Start with the line containing "pixel 226 217." and write out each line through the end of the listing, exactly as given.

:: Data listing

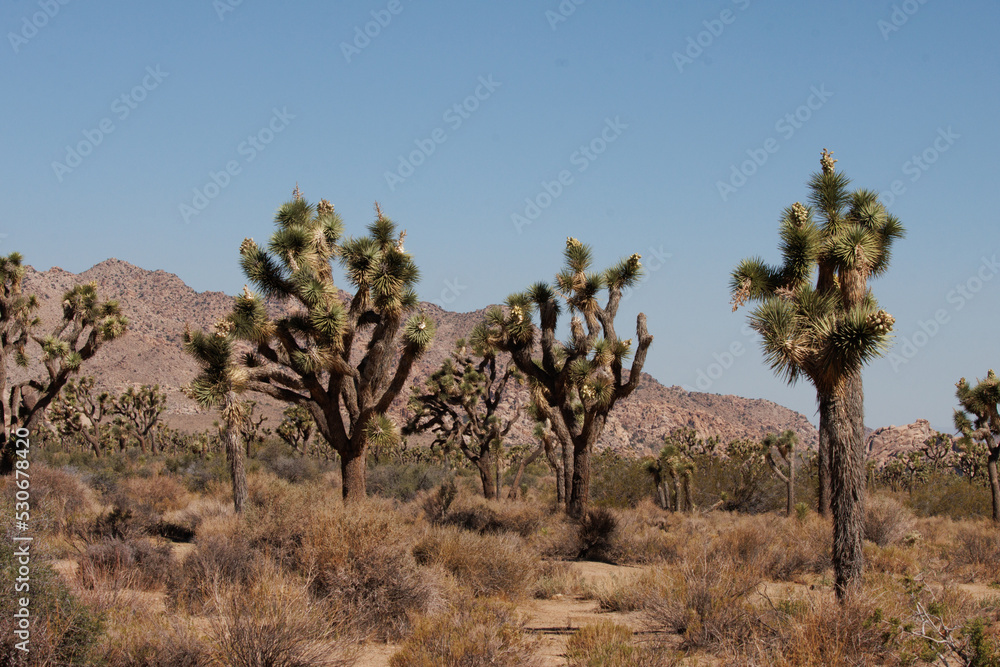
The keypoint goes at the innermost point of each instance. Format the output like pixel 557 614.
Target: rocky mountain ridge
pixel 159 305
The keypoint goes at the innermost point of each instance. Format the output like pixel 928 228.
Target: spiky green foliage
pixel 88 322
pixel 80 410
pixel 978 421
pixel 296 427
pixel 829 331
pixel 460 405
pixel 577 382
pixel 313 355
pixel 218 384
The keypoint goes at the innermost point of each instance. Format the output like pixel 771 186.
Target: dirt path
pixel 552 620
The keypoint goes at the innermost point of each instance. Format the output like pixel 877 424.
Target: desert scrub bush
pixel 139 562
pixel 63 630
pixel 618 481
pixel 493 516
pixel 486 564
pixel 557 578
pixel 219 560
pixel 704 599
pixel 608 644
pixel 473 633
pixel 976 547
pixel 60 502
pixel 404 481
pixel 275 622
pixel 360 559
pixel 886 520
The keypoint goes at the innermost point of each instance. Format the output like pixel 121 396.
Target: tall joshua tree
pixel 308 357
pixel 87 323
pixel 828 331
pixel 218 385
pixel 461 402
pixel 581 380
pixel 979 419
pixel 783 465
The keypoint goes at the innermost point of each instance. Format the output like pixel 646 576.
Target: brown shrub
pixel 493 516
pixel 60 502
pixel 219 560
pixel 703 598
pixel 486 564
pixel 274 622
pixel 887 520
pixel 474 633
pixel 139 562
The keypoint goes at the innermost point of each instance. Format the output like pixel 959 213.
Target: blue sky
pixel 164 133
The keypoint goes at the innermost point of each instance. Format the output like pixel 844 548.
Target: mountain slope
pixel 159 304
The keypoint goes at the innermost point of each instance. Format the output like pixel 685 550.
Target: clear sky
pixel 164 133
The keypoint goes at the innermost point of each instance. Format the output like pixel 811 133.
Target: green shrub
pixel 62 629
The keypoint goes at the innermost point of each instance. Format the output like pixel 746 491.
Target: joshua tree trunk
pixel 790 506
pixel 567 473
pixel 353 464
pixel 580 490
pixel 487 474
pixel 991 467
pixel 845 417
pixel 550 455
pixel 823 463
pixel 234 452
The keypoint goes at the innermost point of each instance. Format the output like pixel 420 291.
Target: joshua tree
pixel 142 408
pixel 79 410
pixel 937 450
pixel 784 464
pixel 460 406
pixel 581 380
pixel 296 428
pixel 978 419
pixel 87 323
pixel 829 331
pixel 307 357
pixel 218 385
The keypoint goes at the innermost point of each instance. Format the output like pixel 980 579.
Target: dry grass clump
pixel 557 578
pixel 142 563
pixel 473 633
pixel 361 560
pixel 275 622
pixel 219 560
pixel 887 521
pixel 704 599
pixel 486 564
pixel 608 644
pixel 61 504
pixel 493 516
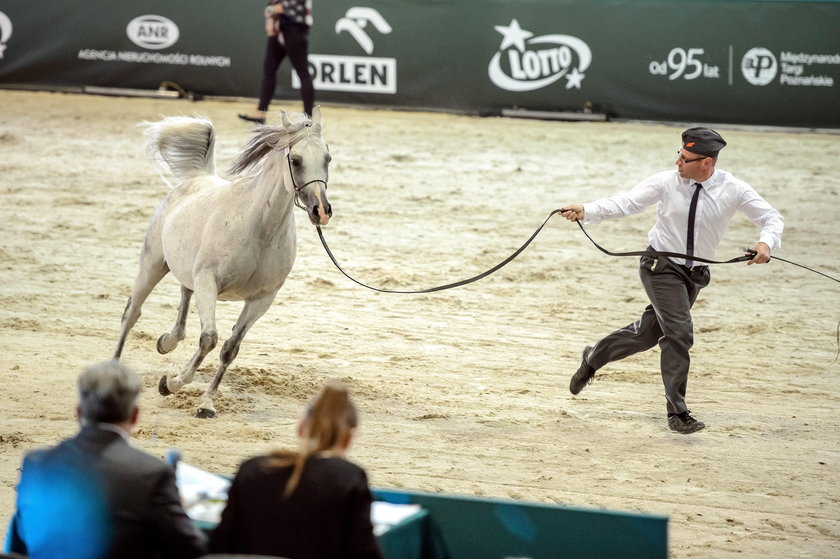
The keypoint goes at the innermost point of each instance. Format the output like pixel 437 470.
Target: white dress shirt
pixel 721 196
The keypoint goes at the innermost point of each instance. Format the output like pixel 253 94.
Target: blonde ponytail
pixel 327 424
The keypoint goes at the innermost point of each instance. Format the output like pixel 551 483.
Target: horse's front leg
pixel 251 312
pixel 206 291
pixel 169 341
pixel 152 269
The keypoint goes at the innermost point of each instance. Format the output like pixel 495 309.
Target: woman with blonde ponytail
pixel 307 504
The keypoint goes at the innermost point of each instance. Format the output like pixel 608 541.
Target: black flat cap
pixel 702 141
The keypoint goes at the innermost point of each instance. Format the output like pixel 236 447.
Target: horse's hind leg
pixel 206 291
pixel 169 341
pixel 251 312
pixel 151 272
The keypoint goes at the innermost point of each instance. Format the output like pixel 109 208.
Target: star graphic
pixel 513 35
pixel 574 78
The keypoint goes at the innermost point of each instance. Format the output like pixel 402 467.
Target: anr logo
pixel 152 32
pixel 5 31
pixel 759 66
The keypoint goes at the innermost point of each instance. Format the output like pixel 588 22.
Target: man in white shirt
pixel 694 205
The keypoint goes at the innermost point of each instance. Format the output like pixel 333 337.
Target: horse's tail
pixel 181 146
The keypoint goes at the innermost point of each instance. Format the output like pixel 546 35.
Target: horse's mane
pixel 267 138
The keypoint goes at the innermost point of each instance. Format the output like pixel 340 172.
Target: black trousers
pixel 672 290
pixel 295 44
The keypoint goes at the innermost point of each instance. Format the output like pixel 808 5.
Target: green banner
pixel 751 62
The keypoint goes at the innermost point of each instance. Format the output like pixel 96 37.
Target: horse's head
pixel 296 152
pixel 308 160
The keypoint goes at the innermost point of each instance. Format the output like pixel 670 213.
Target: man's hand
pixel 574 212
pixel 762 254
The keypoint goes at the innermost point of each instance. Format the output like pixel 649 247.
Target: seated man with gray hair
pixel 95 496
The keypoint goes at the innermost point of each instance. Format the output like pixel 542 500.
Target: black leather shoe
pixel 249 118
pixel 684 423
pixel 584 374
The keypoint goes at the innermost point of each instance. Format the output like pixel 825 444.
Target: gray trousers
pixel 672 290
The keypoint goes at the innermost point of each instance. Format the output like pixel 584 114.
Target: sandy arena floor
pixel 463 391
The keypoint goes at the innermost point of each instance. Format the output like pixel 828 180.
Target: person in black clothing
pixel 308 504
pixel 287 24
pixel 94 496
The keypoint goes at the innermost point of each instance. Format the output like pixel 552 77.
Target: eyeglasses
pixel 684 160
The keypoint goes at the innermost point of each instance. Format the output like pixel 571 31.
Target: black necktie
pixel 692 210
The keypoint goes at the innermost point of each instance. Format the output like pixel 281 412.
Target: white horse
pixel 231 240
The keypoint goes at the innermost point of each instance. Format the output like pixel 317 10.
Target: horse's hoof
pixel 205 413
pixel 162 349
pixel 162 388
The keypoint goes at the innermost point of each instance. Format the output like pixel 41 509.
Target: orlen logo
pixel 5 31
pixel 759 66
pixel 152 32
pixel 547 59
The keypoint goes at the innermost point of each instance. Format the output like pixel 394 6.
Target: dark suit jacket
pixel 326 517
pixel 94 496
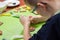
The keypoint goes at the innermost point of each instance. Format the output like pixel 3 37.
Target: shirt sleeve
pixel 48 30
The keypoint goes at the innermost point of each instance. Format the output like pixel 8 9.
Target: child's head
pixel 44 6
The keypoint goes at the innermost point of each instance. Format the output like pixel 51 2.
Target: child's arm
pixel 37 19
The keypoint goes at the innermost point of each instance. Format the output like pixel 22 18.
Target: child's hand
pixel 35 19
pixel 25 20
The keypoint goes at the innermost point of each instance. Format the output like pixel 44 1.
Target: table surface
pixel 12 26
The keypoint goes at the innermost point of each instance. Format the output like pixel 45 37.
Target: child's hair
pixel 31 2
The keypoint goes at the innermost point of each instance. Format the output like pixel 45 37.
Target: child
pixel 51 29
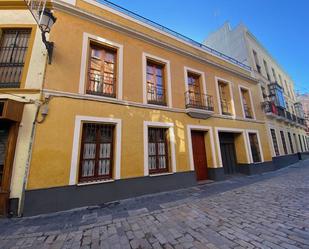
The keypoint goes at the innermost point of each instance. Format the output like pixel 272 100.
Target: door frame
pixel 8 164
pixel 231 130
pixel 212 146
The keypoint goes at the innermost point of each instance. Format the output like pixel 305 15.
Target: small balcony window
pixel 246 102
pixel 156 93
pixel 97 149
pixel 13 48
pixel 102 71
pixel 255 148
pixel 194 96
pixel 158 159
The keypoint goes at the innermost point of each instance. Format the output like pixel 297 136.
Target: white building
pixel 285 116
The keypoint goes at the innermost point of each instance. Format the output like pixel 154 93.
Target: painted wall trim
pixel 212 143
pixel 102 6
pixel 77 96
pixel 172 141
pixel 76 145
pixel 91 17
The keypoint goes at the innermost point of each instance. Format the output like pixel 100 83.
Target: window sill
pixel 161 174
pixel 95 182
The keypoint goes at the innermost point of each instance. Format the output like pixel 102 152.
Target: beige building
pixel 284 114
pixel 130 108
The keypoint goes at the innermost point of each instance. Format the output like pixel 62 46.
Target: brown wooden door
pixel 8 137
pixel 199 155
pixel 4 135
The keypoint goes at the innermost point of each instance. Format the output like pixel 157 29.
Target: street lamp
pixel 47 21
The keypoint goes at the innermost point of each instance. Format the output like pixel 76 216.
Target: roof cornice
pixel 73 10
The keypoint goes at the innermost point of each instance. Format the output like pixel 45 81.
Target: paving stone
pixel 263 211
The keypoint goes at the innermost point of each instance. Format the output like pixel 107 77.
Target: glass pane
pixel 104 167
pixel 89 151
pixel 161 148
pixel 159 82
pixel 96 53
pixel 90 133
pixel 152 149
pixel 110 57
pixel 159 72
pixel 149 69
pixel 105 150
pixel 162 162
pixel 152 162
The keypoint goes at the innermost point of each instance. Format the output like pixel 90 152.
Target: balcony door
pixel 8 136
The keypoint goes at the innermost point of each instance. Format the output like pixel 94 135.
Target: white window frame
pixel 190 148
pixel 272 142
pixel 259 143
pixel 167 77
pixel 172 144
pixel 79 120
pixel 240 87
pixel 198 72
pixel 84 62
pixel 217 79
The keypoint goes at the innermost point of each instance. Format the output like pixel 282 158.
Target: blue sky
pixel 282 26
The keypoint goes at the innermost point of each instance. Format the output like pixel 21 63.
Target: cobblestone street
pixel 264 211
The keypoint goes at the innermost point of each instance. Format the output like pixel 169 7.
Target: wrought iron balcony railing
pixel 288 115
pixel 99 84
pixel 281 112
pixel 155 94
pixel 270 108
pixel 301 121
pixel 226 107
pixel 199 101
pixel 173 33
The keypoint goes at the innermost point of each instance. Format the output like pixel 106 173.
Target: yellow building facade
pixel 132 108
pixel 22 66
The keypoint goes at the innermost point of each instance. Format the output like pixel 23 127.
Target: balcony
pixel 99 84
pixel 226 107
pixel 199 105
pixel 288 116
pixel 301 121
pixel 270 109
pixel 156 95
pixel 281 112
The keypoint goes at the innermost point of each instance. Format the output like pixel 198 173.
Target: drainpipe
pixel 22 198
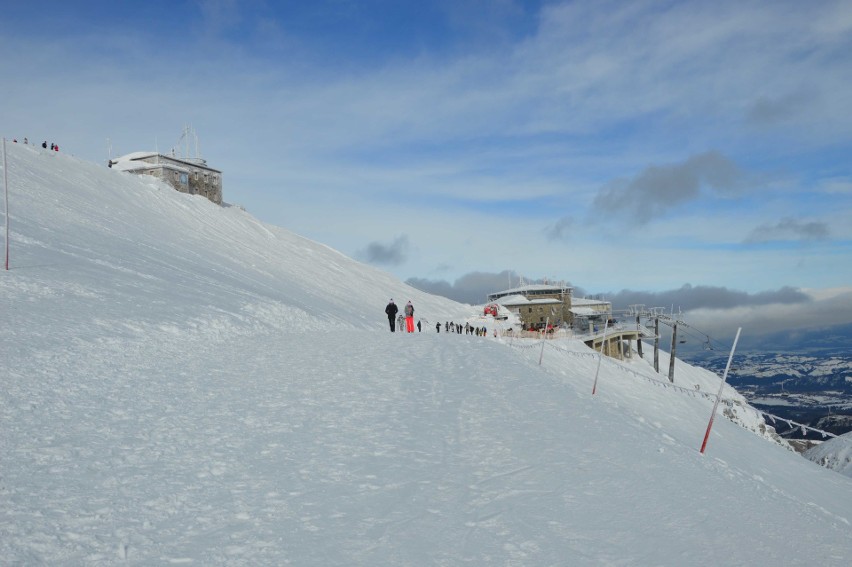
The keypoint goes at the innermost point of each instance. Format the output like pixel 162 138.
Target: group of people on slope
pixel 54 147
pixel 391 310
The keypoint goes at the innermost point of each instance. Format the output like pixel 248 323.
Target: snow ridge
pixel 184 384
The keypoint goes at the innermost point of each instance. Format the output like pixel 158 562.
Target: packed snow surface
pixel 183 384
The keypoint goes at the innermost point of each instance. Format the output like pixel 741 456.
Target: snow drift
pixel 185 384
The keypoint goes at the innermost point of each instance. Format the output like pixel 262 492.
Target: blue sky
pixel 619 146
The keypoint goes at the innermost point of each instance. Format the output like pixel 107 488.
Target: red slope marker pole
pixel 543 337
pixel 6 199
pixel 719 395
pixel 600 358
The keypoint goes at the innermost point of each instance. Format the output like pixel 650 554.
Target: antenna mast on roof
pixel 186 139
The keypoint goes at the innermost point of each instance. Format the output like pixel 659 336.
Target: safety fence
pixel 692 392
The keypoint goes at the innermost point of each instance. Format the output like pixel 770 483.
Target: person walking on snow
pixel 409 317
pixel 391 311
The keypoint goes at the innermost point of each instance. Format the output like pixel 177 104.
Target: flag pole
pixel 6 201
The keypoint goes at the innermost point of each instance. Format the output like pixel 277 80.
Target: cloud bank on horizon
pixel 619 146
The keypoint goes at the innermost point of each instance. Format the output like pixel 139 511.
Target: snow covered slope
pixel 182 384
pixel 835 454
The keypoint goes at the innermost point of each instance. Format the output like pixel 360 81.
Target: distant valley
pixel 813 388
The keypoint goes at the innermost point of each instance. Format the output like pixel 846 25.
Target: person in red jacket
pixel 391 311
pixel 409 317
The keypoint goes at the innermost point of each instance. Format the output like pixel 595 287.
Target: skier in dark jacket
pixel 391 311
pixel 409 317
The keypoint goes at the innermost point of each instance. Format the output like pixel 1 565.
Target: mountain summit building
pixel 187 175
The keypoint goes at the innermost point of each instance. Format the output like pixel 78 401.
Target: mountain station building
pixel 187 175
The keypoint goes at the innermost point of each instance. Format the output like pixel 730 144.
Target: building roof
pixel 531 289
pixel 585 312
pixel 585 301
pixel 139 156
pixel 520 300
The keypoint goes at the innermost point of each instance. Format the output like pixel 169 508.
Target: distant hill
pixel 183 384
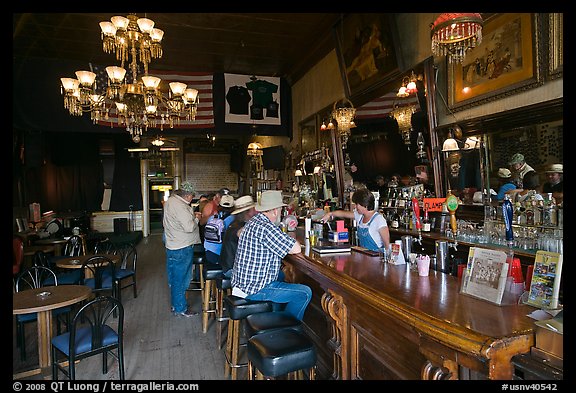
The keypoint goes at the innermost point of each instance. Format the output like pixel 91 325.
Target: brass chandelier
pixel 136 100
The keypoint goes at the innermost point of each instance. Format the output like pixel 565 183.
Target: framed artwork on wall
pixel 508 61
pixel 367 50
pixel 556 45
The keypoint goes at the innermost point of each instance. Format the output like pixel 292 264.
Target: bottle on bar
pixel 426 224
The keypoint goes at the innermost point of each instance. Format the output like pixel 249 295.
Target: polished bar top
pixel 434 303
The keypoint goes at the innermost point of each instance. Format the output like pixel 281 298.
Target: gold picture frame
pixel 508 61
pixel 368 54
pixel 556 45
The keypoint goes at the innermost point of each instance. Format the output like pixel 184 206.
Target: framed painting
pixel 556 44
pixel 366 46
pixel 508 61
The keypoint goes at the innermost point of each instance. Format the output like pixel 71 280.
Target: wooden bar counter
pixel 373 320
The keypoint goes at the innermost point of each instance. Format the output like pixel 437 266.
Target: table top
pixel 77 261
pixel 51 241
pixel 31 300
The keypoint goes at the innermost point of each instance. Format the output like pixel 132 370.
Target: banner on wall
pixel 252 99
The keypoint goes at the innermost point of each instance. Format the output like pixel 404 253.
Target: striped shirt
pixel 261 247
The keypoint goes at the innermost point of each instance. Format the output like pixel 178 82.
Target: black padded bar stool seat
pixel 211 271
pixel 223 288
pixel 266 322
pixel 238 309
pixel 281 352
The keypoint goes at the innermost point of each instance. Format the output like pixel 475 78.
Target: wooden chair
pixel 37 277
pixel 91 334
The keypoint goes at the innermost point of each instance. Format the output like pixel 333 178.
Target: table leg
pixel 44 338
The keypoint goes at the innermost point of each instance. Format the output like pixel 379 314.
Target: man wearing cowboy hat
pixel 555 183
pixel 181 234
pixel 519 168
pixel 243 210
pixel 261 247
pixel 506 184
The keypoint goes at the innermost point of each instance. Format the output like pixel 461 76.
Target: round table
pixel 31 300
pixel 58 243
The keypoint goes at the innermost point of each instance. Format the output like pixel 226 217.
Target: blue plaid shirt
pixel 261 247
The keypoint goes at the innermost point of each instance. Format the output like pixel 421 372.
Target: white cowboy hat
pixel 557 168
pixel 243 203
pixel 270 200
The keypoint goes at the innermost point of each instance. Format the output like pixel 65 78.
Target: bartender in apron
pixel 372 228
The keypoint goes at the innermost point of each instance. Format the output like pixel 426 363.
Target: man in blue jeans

::::

#### Solved problem:
The keypoint goes at the innermost point of each instance. Format the output like pixel 226 217.
Target: blue plaid shirt
pixel 261 247
The keypoint goes at the innermost point of each instance. Format the output like pixel 421 372.
Target: white cowboy hat
pixel 557 168
pixel 243 203
pixel 270 200
The keypoint goes at the innermost point of each instance. Format the output like pixel 65 78.
Target: bartender in apron
pixel 372 228
The keypoint goes at the innermost point of each instance. Format the output like pixel 426 363.
Target: man in blue jeans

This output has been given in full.